## START

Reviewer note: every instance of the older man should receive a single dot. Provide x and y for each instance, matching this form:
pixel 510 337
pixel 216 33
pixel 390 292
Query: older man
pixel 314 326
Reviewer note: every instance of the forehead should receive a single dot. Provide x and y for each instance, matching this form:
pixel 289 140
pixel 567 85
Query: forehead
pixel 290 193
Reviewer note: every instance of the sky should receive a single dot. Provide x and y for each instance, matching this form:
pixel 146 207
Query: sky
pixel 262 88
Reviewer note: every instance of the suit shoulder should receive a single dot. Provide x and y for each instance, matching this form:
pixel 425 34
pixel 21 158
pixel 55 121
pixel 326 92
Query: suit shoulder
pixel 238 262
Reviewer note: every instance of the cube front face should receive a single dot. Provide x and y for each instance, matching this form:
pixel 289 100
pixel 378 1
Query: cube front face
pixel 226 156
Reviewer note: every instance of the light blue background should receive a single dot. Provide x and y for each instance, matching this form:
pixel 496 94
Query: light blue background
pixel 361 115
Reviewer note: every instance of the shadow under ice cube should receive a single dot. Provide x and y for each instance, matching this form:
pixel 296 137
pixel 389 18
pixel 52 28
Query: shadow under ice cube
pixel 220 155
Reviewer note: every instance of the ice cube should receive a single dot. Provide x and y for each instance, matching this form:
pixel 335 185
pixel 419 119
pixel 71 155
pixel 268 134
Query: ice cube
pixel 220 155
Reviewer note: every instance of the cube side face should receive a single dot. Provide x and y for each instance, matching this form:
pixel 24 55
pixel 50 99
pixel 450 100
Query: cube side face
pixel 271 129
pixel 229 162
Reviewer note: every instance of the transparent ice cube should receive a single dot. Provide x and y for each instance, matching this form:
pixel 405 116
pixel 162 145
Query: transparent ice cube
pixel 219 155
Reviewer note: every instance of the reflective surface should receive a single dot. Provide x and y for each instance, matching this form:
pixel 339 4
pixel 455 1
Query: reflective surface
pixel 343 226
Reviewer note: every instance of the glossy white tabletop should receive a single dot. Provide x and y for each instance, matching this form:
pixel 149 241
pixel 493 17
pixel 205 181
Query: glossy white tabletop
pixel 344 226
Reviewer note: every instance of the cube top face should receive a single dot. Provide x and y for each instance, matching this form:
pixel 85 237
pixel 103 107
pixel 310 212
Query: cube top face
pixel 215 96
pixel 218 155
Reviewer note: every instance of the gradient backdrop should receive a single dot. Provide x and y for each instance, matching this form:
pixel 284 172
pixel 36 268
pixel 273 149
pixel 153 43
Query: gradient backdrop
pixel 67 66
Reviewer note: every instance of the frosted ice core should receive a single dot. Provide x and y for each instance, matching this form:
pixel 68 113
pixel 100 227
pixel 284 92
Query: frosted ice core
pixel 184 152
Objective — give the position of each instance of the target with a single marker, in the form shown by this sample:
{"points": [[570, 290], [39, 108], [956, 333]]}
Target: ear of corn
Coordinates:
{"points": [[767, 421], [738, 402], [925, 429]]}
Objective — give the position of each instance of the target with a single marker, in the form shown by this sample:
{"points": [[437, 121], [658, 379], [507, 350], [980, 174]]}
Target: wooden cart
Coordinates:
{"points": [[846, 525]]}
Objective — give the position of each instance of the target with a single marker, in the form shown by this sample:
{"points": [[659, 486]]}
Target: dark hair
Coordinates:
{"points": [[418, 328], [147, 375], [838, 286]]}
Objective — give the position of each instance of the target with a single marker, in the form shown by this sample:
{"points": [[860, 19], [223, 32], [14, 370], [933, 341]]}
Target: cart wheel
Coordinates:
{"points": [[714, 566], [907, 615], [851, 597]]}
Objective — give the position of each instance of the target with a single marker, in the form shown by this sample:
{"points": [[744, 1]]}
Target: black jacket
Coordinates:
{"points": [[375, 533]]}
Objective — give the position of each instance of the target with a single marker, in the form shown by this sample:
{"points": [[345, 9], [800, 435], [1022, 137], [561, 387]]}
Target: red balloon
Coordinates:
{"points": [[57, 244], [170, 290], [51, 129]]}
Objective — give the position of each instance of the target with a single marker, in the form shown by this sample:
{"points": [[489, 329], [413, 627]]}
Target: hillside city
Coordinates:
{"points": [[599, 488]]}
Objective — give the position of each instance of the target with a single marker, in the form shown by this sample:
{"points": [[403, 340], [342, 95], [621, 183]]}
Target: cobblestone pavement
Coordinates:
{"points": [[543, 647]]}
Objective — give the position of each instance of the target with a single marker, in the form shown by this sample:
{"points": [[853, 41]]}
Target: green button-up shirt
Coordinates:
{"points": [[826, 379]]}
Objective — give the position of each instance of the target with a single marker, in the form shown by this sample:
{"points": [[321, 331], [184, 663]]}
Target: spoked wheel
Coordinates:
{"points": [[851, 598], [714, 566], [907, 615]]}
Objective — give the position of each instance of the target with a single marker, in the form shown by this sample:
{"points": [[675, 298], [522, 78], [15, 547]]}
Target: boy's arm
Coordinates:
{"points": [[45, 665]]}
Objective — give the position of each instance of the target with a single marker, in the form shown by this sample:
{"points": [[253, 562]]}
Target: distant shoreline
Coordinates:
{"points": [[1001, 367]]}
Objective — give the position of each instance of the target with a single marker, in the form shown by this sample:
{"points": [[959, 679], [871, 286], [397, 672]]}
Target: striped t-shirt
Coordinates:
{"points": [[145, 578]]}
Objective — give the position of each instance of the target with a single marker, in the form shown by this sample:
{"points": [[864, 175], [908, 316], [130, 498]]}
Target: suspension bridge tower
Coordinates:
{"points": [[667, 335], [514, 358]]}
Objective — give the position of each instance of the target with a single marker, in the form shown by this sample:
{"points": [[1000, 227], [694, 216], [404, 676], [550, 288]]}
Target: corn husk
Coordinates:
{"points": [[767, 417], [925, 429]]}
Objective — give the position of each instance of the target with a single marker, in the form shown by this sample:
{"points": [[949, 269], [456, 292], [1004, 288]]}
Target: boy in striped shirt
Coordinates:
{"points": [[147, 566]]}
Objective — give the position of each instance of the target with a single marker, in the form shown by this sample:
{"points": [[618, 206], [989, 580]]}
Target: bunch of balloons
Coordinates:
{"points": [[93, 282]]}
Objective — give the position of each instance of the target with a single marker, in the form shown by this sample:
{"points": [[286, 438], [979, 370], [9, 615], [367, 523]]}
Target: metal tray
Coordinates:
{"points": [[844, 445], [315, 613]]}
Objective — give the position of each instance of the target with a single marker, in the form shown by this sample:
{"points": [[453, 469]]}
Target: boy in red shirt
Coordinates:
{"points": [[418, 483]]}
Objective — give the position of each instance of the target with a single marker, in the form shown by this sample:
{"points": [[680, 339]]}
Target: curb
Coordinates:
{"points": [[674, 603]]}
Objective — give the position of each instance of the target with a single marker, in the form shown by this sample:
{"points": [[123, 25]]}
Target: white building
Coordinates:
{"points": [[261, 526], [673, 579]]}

## END

> [The exercise]
Copy out, word for word, the part of the entries that opens with the line containing "Reviewer note: every instance of the reflective" and closes with the line containing "pixel 343 226", including both of those lines.

> [Solution to this problem]
Reviewer note: every instance of the reflective surface should receive a single dot. Provide x and y for each instance, matching this form:
pixel 339 4
pixel 455 1
Query: reflective surface
pixel 343 226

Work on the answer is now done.